Texto extraído —
::::

O debate
sobre a relação bidirecional entre população e desenvolvimento (P & D)
ficou centrado, durante muito tempo, nos efeitos do crescimento demográfico
sobre as taxas de aumento do Produto Interno Bruto (PIB). Porém, após o
fenômeno da transição demográfica (redução das taxas de mortalidade e
natalidade) a atenção se deslocou para os efeitos da estrutura etária da
pirâmide populacional sobre o desenvolvimento econômico e social.
A redução
das taxas de fecundidade (número médio de filhos por mulher) implica em um
estreitamento imediato da base da distribuição de sexo e idade da população, um
alargamento, no médio prazo, da parte central da pirâmide e um adensamento, no
longo prazo, do topo da pirâmide etária.
Como
resultado do primeiro movimento e no transcurso das primeiras décadas
posteriores ao início da queda da fecundidade (quando a pirâmide fica mais
parecida com um botijão de gás), a população em idade ativa (PIA) cresce em
ritmo superior ao da população total. Este efeito puro, transitório pela própria
natureza, decorrente da mudança da estrutura etária é conhecido como bônus
demográfico.
Se a
população economicamente ativa (PEA) acompanha o crescimento da PIA, a taxa de
crescimento do PIB per capita tende a ser maior do que a taxa de crescimento da
produtividade do trabalho. Quando isto acontece, o bônus demográfico está sendo
colhido e dando frutos, o representa um estímulo ofertado pela demografia ao
crescimento econômico, à redução da pobreza e à melhoria do bem-estar social.

::::

Dados apresentados —
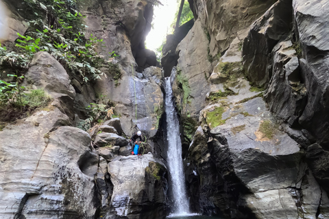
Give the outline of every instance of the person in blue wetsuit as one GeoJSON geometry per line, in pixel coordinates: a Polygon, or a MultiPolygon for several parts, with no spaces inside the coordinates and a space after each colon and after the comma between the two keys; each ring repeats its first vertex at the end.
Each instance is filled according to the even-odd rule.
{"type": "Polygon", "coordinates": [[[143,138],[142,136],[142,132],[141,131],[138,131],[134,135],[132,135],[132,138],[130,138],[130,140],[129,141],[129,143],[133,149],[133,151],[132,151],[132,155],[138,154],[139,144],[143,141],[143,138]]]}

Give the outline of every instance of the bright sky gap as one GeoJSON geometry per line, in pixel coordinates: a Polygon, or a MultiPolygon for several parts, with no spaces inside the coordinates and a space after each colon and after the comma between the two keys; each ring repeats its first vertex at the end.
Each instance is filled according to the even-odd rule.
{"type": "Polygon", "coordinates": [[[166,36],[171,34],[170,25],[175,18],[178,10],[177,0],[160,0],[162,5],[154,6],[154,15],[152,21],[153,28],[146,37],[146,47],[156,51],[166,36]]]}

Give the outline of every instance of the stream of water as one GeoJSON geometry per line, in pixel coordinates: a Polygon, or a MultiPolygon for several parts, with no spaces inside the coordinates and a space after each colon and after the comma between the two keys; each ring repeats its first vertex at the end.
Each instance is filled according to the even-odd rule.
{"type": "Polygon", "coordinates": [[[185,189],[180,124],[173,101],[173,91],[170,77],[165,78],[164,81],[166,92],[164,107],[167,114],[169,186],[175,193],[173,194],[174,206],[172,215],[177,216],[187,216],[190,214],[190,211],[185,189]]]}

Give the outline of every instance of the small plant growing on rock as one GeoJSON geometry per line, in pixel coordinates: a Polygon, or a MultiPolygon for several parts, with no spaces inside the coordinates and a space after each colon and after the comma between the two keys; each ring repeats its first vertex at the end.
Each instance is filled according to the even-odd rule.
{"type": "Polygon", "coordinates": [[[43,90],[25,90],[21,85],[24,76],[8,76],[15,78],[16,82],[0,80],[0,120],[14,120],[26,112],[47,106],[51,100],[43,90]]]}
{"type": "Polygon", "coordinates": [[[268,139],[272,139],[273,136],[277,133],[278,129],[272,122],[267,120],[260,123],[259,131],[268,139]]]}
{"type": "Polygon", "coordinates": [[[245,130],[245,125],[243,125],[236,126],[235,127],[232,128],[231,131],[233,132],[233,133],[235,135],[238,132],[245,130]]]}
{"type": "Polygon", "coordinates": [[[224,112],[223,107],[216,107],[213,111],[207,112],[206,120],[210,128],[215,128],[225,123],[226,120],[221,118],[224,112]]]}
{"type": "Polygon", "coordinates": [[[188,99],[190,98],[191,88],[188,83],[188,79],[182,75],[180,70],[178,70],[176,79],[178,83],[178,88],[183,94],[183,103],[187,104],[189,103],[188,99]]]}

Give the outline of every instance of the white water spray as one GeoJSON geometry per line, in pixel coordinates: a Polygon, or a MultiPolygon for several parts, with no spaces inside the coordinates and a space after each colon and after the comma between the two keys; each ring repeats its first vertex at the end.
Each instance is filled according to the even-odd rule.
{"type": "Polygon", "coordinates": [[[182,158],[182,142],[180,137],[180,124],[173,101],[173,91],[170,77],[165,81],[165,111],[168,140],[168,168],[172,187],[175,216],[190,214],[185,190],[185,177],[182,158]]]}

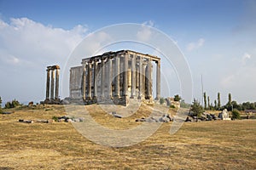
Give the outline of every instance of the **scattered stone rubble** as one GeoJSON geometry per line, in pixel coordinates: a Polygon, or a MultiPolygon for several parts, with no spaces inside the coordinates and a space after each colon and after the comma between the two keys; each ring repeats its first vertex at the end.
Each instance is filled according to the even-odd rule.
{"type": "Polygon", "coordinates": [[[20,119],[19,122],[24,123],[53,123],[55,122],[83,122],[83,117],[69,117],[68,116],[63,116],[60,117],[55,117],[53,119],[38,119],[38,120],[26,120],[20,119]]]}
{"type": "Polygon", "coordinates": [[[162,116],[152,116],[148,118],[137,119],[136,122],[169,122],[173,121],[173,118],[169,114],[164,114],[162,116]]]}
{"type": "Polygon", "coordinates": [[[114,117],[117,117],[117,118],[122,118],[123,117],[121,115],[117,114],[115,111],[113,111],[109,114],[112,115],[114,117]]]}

::::

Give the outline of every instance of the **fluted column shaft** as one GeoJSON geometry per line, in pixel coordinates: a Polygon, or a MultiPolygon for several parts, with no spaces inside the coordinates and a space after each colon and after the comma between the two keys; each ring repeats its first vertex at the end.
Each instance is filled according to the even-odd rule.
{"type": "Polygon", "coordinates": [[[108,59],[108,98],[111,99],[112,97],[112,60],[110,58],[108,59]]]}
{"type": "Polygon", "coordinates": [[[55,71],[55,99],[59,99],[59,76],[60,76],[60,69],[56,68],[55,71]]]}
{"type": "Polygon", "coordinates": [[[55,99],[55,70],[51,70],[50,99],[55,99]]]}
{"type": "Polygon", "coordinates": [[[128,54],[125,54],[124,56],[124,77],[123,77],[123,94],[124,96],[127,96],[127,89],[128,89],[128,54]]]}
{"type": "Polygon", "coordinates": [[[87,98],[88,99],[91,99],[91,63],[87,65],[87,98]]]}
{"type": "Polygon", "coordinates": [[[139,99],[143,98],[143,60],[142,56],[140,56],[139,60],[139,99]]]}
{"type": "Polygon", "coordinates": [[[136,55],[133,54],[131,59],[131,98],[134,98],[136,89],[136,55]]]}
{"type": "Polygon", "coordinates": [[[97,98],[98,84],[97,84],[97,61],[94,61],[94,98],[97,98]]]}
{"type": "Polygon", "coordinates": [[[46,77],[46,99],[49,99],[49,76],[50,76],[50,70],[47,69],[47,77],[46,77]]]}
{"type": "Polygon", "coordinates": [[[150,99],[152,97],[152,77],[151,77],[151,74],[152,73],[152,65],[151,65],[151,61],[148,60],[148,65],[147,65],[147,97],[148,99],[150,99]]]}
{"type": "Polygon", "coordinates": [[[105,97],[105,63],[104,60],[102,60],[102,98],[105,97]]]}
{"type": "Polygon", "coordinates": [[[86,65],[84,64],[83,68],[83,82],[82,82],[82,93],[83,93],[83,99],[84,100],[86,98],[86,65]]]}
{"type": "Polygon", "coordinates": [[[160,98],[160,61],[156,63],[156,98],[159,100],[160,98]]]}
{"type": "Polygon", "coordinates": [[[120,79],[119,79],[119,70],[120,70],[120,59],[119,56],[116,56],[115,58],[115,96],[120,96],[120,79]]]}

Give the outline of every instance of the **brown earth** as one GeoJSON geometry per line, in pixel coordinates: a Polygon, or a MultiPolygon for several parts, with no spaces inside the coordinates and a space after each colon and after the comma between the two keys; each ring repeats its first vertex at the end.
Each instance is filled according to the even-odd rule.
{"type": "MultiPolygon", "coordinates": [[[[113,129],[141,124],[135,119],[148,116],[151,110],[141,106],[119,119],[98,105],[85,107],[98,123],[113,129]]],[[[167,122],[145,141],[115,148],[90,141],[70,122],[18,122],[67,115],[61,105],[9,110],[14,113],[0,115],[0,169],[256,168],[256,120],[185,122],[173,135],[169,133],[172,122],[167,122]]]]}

::::

Sua tarefa — Por favor, escreva a continuação do texto sobre o bônus demográfico a partir da última frase. Os registros não têm nenhuma relação com o texto sobre o bônus demográfico.

Resposta do exercício —
O bônus
demográfico (ou dividendo demográfico ou janela de oportunidade) acontece
quando a razão de dependência demográfica se reduz (resultante do aumento da
relação entre produtores e consumidores efetivos na população). Ou seja, o
bônus cresce na medida em que há um grande contingente da população em idade
produtiva concomitantemente a um menor percentual de crianças e idosos no total
da população. Se o desempenho econômico e institucional do país for positivo
haverá aproveitamento da janela de oportunidade demográfica.
O gráfico
acima mostra que, em 1950, a população economicamente ativa (PEA) era de 17,1
milhões de pessoas para uma população total de 51,9 milhões de habitantes. Isto
quer dizer que havia 33% de pessoas ocupadas e/ou procurando emprego no Brasil.
Essa relação caiu nos vinte anos seguintes, atingindo o nível mais baixo
(31,3%), em 1970. Ou seja, antes da transição da fecundidade havia uma pessoa
na PEA para cada duas pessoas fora da PEA. Isto é, um produtor efetivo tinha
que sustentar dois outros consumidores, além de si próprio. Pode-se dizer,
grosso modo, que uma renda originária do trabalho era repartida por três
pessoas.
Após a
transição da fecundidade (que se generalizou pelo país depois de 1970) a PEA
começou a crescer em ritmo mais rápido do que a população atingindo 35,6% em
1980, 39,8% em 1991, 45,7% em 2000 e quase 50% em 2010. Pode-se dizer, então,
que uma renda passou a ser repartida somente entre duas pessoas em 2010. Neste
processo, cresceu a capacidade de consumo, poupança e investimento dos cidadãos
brasileiros. Somente pelo efeito da mudança da estrutura etária e do bônus
demográfico, ceteris paribus, a renda cresceu cerca de 50% entre 1970 e 2010. A
demografia atuou no sentido de facilitar o crescimento da renda per capita,
garantindo avanços sociais e maiores direitos de cidadania.
Por
definição, o crescimento econômico é igual ao incremento da força de trabalho
multiplicado pelo aumento da produtividade das pessoas ocupadas (via aumento do
estoque de capital, progresso técnico e aumento do capital humano). Segundo as
séries históricas do IPEADATA, entre 1970 e 2010, o PIB brasileiro cresceu, em
termos reais, 438%, a população cresceu 105% e o PIB per capita cresceu 163%. O
crescimento populacional e a mudança da estrutura etária contribuíram para
transformar o Brasil em uma das dez maiores economias do mundo.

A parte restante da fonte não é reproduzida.